Take the entries below and print all of them exactly, please.

-- start --

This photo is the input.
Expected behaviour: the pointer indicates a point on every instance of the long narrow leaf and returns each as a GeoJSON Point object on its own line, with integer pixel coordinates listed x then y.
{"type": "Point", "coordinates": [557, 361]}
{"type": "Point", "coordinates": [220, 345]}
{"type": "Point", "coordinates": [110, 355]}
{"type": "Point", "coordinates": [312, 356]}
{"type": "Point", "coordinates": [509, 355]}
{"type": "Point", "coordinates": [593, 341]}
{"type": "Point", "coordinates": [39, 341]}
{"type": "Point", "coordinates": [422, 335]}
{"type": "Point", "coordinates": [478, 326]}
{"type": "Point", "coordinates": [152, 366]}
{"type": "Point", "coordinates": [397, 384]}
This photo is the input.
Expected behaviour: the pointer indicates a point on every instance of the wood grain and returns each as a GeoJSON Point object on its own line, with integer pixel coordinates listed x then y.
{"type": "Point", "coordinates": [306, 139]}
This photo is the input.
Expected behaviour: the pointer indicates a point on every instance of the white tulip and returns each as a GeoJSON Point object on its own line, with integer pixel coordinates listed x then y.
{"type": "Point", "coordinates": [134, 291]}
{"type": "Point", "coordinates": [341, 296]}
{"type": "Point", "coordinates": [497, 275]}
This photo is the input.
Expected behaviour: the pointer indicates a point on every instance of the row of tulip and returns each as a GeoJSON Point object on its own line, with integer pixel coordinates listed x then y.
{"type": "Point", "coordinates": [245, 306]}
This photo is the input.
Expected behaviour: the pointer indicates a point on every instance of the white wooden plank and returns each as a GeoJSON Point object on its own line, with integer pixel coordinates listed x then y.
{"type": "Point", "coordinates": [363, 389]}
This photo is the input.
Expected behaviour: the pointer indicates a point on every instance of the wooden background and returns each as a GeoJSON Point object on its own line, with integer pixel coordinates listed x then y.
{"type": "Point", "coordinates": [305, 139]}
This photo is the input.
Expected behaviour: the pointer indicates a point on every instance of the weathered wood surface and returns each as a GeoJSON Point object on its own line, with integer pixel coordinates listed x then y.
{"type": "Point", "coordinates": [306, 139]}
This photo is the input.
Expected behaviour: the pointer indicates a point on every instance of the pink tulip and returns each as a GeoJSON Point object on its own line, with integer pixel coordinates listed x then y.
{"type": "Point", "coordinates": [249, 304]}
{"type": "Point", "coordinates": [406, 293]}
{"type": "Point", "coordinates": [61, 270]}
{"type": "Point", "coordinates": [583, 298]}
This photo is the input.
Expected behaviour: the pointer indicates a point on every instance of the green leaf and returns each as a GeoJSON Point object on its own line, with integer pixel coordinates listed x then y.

-- end --

(Result of this exercise)
This photo is the input.
Expected behaviour: the pointer indicates a point on every instance of the long narrow leaf and returns each as a GeoJSON Point object on its own line, with integer pixel coordinates listed x then y.
{"type": "Point", "coordinates": [557, 361]}
{"type": "Point", "coordinates": [220, 345]}
{"type": "Point", "coordinates": [110, 355]}
{"type": "Point", "coordinates": [312, 356]}
{"type": "Point", "coordinates": [509, 355]}
{"type": "Point", "coordinates": [593, 341]}
{"type": "Point", "coordinates": [39, 341]}
{"type": "Point", "coordinates": [422, 335]}
{"type": "Point", "coordinates": [478, 326]}
{"type": "Point", "coordinates": [152, 366]}
{"type": "Point", "coordinates": [397, 384]}
This photo is the input.
Expected behaviour: the pointer indicates a point on every instance of the wood grain and returns each as a GeoJSON Point object on its own line, with integer pixel coordinates listed x then y.
{"type": "Point", "coordinates": [306, 139]}
This photo is the input.
Expected behaviour: the pointer indicates a point on every instance of the white tulip and returns each as a GeoJSON Point object on its own line, with integer pixel coordinates listed x then y.
{"type": "Point", "coordinates": [134, 291]}
{"type": "Point", "coordinates": [341, 296]}
{"type": "Point", "coordinates": [497, 275]}
This photo is the input.
Expected behaviour: the pointer indicates a point on every instance of the row of tulip and returns each as a GeoJSON Point object on its own line, with integer pixel coordinates listed x then y.
{"type": "Point", "coordinates": [245, 306]}
This photo is the input.
Expected behaviour: the pointer indicates a point on every instance of the white wooden plank and returns each as a GeoJSON Point object on its own line, with integer pixel coordinates listed x then y.
{"type": "Point", "coordinates": [363, 389]}
This photo is the input.
Expected behaviour: the pointer indicates a point on every instance of the wooden background and returns each as a GeoJSON Point object on its own line, with integer pixel coordinates listed x then y.
{"type": "Point", "coordinates": [305, 139]}
This photo is the input.
Expected behaviour: the pointer indicates a point on every instance of the weathered wood surface and returns each as a GeoJSON Point object on its own line, with integer pixel coordinates listed x then y.
{"type": "Point", "coordinates": [306, 139]}
This photo is the input.
Expected behaviour: the pointer indicates a point on every instance of the pink tulip and returns each as a GeoJSON Point object on its own line, with integer pixel coordinates listed x then y.
{"type": "Point", "coordinates": [249, 304]}
{"type": "Point", "coordinates": [406, 293]}
{"type": "Point", "coordinates": [61, 270]}
{"type": "Point", "coordinates": [583, 298]}
This photo is the input.
Expected behaviour: the pointer indicates a point on every instance of the green leaf and returns each as a GeoJSON Point object on its own line, with integer pixel coordinates listed x then y.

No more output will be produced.